» **EXERCISE OBJECTIVE**:
Can you give every row below again with "instance" replaced by "occurrence" throughout, everything else unchanged and the pictures left out?

» **SUPPLIED ENTRIES**:
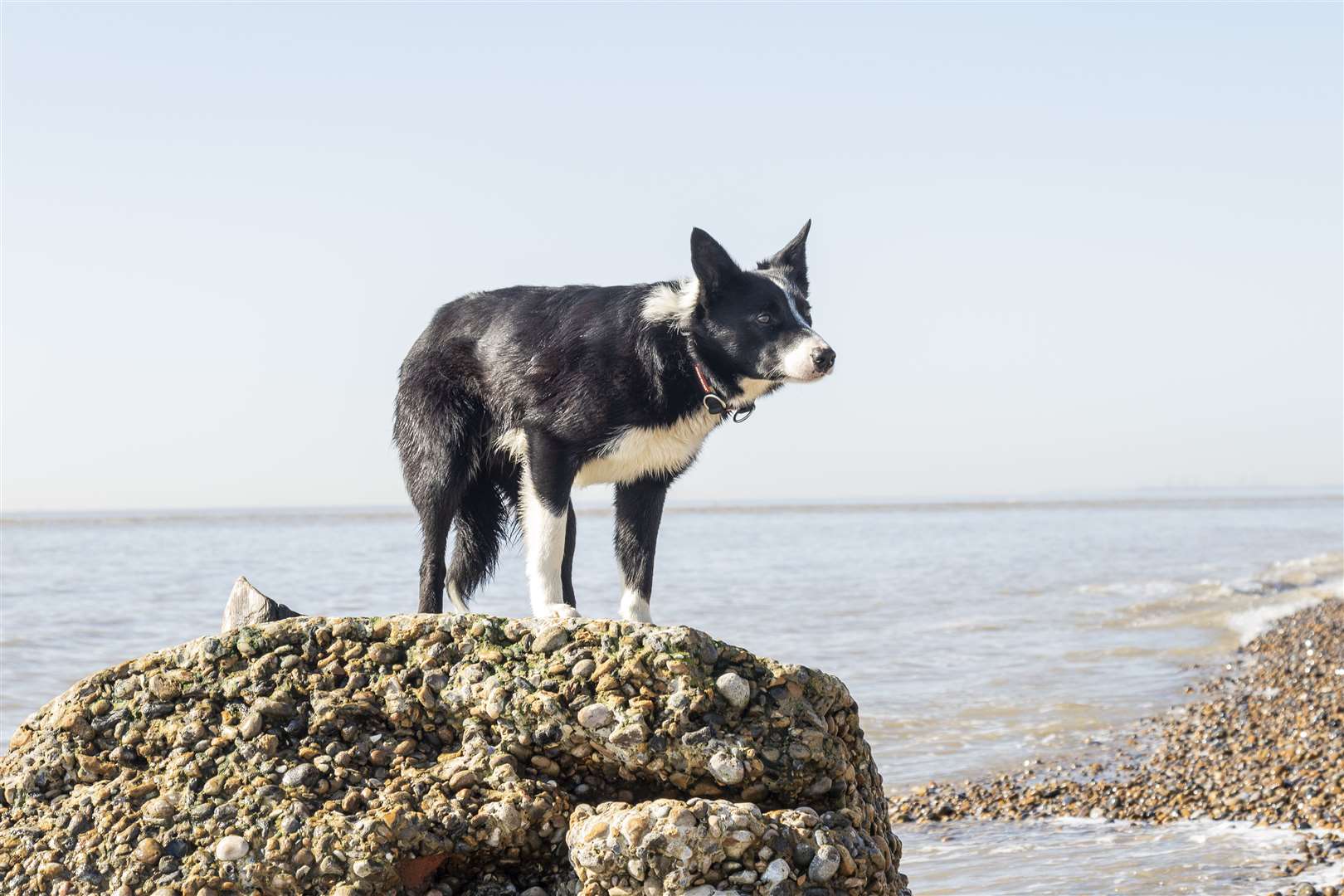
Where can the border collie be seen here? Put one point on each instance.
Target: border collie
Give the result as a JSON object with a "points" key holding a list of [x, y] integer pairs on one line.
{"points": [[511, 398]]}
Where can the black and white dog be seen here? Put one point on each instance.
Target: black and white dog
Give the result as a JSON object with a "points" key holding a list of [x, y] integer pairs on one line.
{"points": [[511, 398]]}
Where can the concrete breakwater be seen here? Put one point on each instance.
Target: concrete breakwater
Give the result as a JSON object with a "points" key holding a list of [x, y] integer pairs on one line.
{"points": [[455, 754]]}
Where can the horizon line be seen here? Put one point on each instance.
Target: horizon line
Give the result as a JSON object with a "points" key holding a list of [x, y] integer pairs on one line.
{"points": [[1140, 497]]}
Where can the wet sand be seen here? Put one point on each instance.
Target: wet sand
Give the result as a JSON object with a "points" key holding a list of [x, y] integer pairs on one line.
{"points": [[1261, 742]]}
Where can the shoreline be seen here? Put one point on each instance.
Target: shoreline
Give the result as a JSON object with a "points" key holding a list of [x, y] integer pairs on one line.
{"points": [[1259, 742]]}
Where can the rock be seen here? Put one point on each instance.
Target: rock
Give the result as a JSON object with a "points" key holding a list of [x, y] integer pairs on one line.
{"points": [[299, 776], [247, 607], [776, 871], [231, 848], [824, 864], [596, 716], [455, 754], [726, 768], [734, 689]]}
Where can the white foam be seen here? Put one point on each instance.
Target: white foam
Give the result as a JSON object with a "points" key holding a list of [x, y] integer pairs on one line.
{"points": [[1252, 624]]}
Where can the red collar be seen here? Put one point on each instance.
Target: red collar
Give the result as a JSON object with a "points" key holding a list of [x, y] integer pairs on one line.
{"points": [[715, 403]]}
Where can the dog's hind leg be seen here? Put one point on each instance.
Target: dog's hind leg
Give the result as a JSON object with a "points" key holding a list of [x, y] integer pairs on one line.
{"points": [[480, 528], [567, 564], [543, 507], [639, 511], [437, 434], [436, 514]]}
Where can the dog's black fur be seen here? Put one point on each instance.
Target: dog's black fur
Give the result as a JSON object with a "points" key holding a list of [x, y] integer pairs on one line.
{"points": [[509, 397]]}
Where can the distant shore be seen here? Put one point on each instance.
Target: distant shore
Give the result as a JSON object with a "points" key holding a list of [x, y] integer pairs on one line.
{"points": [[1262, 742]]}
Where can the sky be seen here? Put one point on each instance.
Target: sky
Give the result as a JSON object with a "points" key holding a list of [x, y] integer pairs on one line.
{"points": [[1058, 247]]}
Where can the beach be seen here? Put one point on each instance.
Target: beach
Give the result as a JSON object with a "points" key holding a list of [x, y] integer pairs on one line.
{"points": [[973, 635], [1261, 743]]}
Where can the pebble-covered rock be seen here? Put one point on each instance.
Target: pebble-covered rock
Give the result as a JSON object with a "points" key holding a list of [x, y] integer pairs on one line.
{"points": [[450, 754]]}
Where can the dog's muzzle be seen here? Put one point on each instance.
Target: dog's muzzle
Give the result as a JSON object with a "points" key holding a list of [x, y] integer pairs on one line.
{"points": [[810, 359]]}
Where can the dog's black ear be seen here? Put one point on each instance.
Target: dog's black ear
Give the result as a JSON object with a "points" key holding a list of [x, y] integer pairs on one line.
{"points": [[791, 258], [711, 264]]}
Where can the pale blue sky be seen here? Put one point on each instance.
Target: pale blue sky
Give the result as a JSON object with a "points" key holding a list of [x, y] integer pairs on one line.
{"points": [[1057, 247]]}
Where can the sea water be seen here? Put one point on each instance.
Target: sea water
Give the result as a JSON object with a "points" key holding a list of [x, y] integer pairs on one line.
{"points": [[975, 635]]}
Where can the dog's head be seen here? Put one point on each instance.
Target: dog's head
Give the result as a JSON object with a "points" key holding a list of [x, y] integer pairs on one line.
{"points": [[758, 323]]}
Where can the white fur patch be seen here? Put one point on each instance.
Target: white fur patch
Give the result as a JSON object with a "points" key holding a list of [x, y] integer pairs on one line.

» **FULL OUTPUT**:
Where can the border collie be seen here? Put one point on each occurrence.
Target: border collie
Give the result as a JSON object with a "points" key holding a list of [x, y] integer pairs on one line.
{"points": [[511, 398]]}
Where can the black and white dog be seen here? Put one point on each occurrence.
Target: black and white dog
Give the result as a JSON object with a "points" key holding a list of [x, y] integer pairs on one line.
{"points": [[511, 398]]}
Where can the concrete breakwater be seen here? Put one point on each occurrence.
Target: concrete breakwater
Give the result as a JSON object with a "points" key holding a list of [x, y] integer pairs on one line.
{"points": [[455, 754]]}
Where can the horizon line be seen here? Put one point on each occurrence.
Target: horizon line
Give the result as a JSON object with a "points" key holding a list of [x, y] integer pairs on one line.
{"points": [[1140, 497]]}
Where can the wet sand be seen here? Put one point on each occurrence.
Target: wet sand
Give the result as a JSON object with a "points" key holding a list of [x, y] integer pairs on one line.
{"points": [[1261, 742]]}
Where can the shoreline be seen here? Put one point on each occurrence.
Target: shoreline
Give the result as a JSON object with a "points" key holding a list of [x, y] integer pairs on one line.
{"points": [[1259, 742]]}
Where can the rock be seen here? Put one point on each occurrence.
Target: rock
Give the result as a JSON object with a "points" key holding a list of [x, y] integer pairs on one line.
{"points": [[299, 776], [247, 607], [776, 871], [231, 848], [824, 864], [596, 716], [455, 754], [726, 768], [734, 689]]}
Where can the white foam be seen here? Put one point on each occurrence.
Target: white foam
Give the result as a JSON object with a "points" key holding a list of [x, y] integer pairs on one line.
{"points": [[1252, 624]]}
Where can the red collar be seen here? Put one point on each occurrence.
Target: red collar
Give the result as a JSON object with a "points" key holding a list of [x, y] integer pairs on one line.
{"points": [[715, 403]]}
Where can the dog's hind leg be seen here? Put one point on each occurrence.
Target: dog's hind leg
Give the result as a JSON object with a "points" key holding a list of [x, y] integer pairs on one line.
{"points": [[480, 528], [567, 564], [543, 507], [639, 511], [437, 434], [436, 514]]}
Where can the dog's black fur be seen here? Put one point on each occurrence.
Target: dog's black fur
Give the result as a JSON object with a "points" key holding a list of [x, y] integer pairs on one line.
{"points": [[509, 397]]}
Where can the distant shore be seen here? Put one point on each occurrence.
Target: distant shore
Give the result as a JSON object with a "points" key holding a list of [x, y] integer pairs on one line.
{"points": [[1262, 742]]}
Where can the sky be seen here? Put one point on each occurrence.
Target: sky
Give the result as a JSON object with a "points" key holding a list of [x, y] integer pairs on one line.
{"points": [[1058, 247]]}
Where can the beach be seen here? Put one point on each occurrence.
Target: beach
Give the result as a JSON object with a "points" key holding a list of [x, y] integer pairs on one line.
{"points": [[973, 635], [1261, 743]]}
Where can the pebble-covered rock be seen here? Put one point on each occurrence.
Target: pebble-covered rock
Give the result as a JSON object with a "points" key holding a list of [x, y] integer pairs on one line.
{"points": [[450, 754]]}
Where can the dog's muzzle be seen here? Put one point on each occurrence.
Target: dog's muzzle
Give the result as a JSON object with a "points" key holding a list of [x, y] integer pairs on one line.
{"points": [[810, 359]]}
Where can the dog's black ear be seen here? Put one point on each occurrence.
Target: dog's black ear
Give the result as a JSON object with a "points" key holding a list of [x, y] integer pairs on one line.
{"points": [[791, 258], [711, 264]]}
Where can the pale blue sky be seen here? Put one point on each occurrence.
Target: pale blue sky
Give the result as a JSON object with a "points" key holding a list of [x, y] integer pairs on one line.
{"points": [[1057, 247]]}
Where can the sea water be seen here? Put one point on each occurrence.
Target: sea water
Give the result as a JSON object with a "points" key holding a list of [x, y] integer pairs on one line.
{"points": [[975, 635]]}
Where can the dog's head be seen here? Put one point on each occurrence.
Target: dog's head
Give the result as a JSON object with a "points" key holding a list of [x, y] integer pairs on one line.
{"points": [[758, 323]]}
Where can the white fur patch be seen here? Put one point on each occurrence.
Target: white fur patch
Give the result as a JSON object with a "points" key holding a list of [x, y] integer pairs on one line.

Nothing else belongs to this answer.